I get what your saying, but I'm not suggesting a machine is adjusted to suit a certain coffee. What I'm saying is that Classic's released recently are over-pressured. It's Gaggia in fact that are adjusting for pods. The number of people modding their machines seems to suggest this also (adjusting from 9/10bar from 15bar pressure). I release there are many factors in producing a good shot, but surely the machine needs to be correct to begin with too? Once you have a good base you can then start to learn the true art of coffee. But for me it's like learning to drive in a car with flat tires.

Always happy to be proven wrong though


----------



## RoloD (Oct 13, 2010)

autopilot said:


> I get what your saying, but I'm not suggesting a machine is adjusted to suit a certain coffee. What I'm saying is that Classic's released recently are over-pressured. It's Gaggia in fact that are adjusting for pods. The number of people modding their machines seems to suggest this also (adjusting from 9/10bar from 15bar pressure). I release there are many factors in producing a good shot, but surely the machine needs to be correct to begin with too?


There are reasons why people adjust the pressure on their Gaggia, but that really is not the issue here. If you are getting a 15 second extraction your grind is too coarse. If you are using pre-ground espresso you can not really rely on getting a good extraction.


----------



## lookseehear (Jul 16, 2010)

autopilot said:


> I get what your saying, but I'm not suggesting a machine is adjusted to suit a certain coffee. What I'm saying is that Classic's released recently are over-pressured. It's Gaggia in fact that are adjusting for pods. The number of people modding their machines seems to suggest this also (adjusting from 9/10bar from 15bar pressure). I release there are many factors in producing a good shot, but surely the machine needs to be correct to begin with too? Once you have a good base you can then start to learn the true art of coffee. But for me it's like learning to drive in a car with flat tires.
> 
> Always happy to be proven wrong though


This isn't a recent thing - the Gaggia I bought second hand over a year ago was at least two or three years old when it came to me and when I checked the over pressure valve it was set at 13ish bar.

You'll find the coffee improves with an adjustment in the OPV but if you can't get past. 15 second shot the OPV isn't going the help.

As has been said many times - it's all about the grinder really!


----------

■ Supplied information:
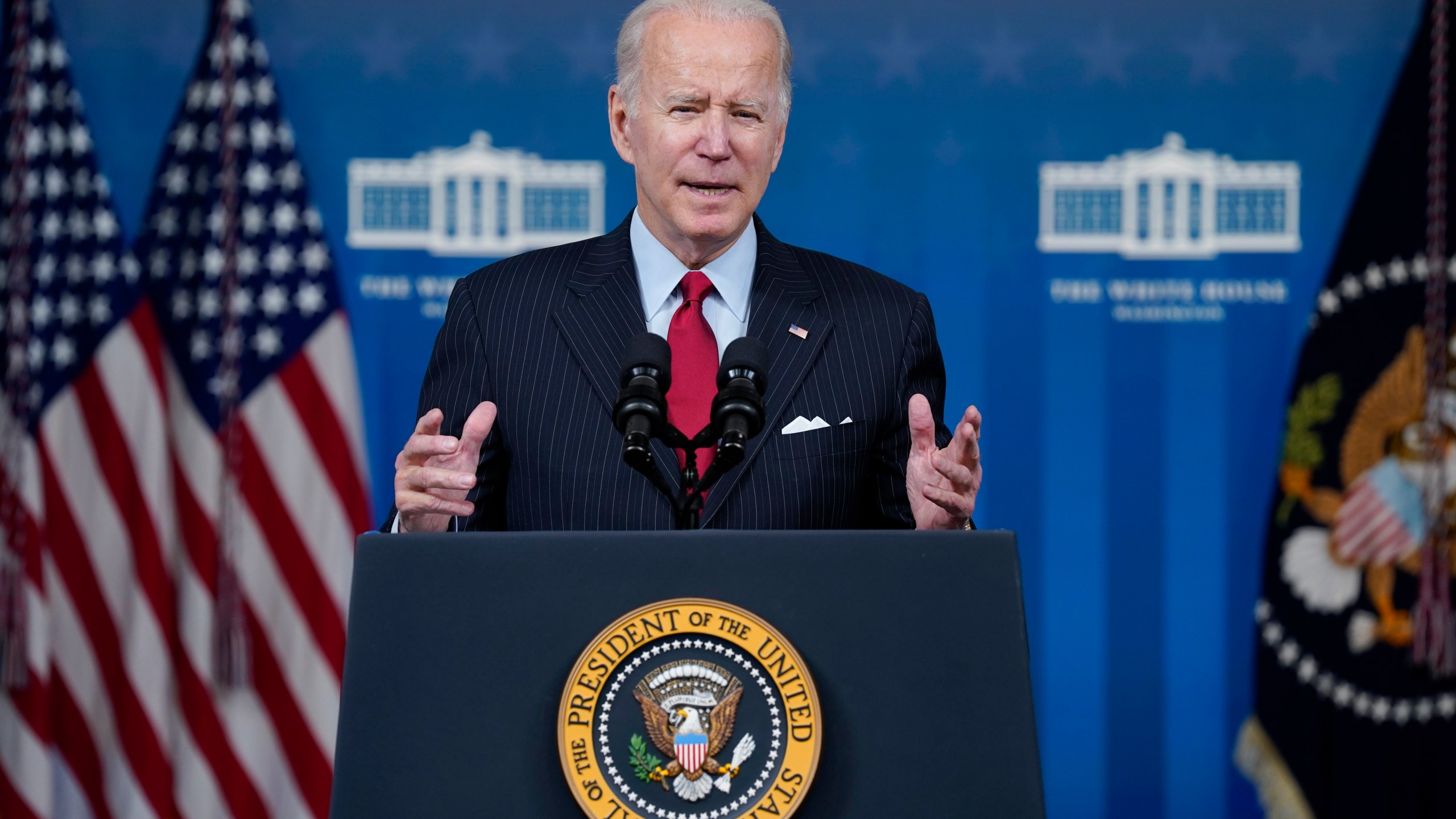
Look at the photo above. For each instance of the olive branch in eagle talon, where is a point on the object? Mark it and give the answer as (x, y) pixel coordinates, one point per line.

■ Complete the following:
1. Answer these from the Gaggia thread:
(a) At what pressure was the over pressure valve set on lookseehear's machine?
(b) According to RoloD, what does a 15 second extraction mean?
(c) What does autopilot liken learning on an incorrect machine to?
2. Decide whether each statement agrees with the Gaggia thread:
(a) RoloD says pre-ground espresso can be relied on for a good extraction.
(b) lookseehear bought the Gaggia new.
(c) autopilot claims Gaggia is adjusting for pods.
Please use only the Gaggia thread, not the material.

■ Solutions below:
1.
(a) 13ish bar.
(b) The grind is too coarse.
(c) Learning to drive in a car with flat tires.

2.
(a) No: "If you are using pre-ground espresso you can not really rely on getting a good extraction."
(b) No: "the Gaggia I bought second hand over a year ago"
(c) Yes: "It's Gaggia in fact that are adjusting for pods."